**Record excerpts:**
== Segment start ==

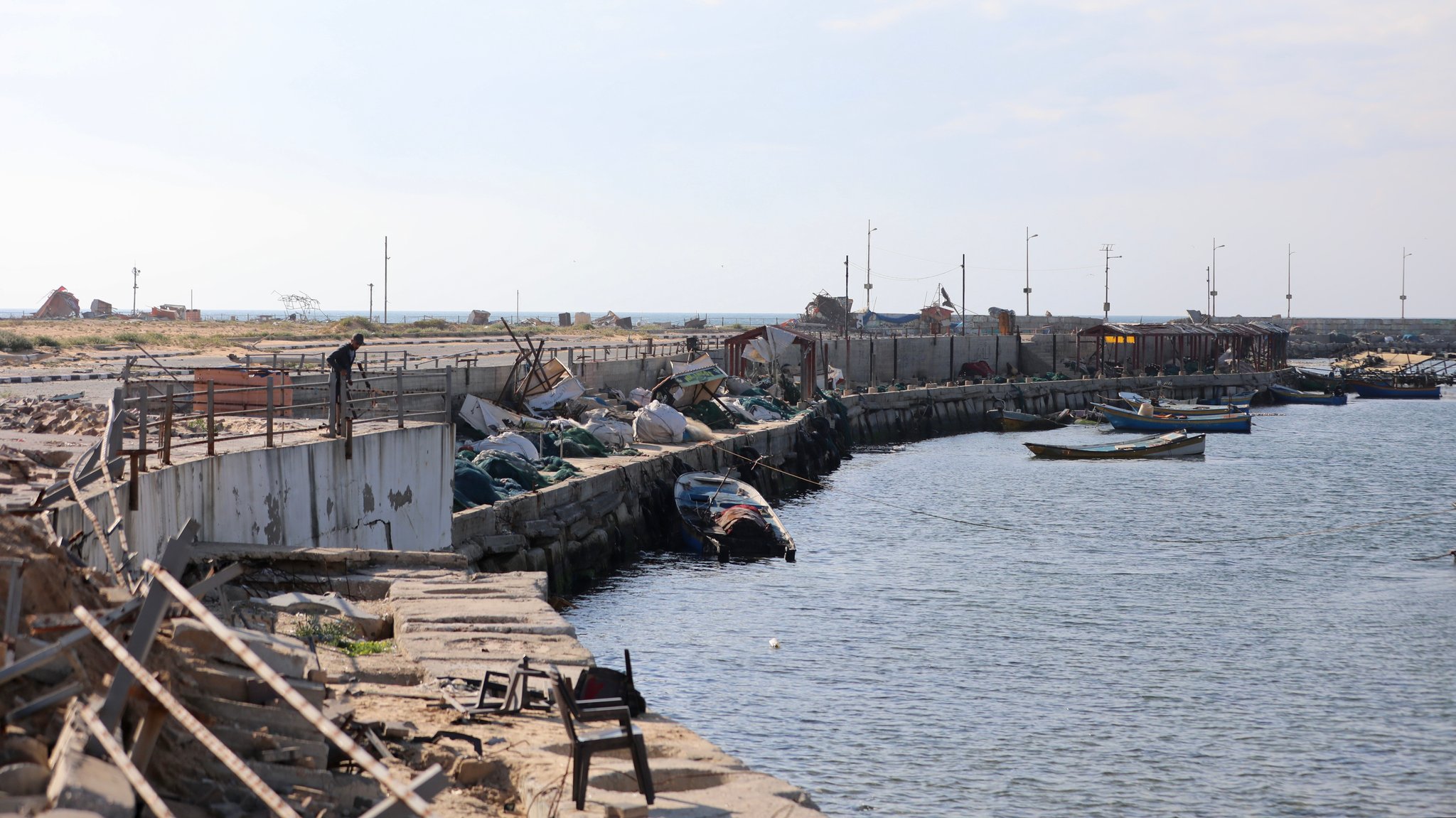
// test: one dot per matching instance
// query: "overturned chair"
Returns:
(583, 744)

== Segment end ==
== Segment start ==

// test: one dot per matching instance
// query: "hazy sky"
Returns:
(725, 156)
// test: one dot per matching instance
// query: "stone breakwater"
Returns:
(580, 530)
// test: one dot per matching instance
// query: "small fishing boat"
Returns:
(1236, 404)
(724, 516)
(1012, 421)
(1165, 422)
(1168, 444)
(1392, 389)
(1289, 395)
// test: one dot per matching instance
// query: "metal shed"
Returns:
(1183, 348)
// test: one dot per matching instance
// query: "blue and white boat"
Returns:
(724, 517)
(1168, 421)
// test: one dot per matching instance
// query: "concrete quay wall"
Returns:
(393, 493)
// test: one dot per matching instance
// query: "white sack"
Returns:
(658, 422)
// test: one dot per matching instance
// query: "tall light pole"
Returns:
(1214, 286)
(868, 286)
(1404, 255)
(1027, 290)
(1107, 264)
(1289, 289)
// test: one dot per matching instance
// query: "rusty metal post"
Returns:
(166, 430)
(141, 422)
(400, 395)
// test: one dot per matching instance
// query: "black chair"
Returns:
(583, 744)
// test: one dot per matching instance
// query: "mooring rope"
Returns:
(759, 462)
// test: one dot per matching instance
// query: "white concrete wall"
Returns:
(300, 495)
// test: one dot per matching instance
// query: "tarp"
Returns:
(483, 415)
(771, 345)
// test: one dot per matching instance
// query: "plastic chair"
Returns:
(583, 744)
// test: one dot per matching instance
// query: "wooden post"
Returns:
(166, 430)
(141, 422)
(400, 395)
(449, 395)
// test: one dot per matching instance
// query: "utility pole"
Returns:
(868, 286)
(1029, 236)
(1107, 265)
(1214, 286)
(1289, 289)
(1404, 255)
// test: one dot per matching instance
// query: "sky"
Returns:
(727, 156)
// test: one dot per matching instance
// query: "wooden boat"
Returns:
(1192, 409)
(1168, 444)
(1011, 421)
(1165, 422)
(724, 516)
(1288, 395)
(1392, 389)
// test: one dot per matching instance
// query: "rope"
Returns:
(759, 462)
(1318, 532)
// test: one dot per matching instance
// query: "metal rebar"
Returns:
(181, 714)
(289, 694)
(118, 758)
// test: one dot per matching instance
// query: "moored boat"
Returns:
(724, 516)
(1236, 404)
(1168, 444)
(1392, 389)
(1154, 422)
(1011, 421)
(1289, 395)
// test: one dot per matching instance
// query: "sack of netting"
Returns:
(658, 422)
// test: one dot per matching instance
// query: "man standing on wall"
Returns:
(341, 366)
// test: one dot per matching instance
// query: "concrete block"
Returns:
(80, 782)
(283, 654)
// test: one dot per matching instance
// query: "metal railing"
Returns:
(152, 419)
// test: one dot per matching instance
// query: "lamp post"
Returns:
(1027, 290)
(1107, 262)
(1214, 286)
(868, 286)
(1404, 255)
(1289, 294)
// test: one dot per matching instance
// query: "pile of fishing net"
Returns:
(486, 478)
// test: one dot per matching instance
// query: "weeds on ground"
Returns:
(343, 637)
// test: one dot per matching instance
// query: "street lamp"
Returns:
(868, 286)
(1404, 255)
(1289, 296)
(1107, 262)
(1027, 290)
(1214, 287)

== Segment end ==

**Problem statement:** Show all lines from the data that contain "concrete".

**Answer section:**
// query: "concrete quay wall"
// query: "white concrete wall"
// query: "concrete block"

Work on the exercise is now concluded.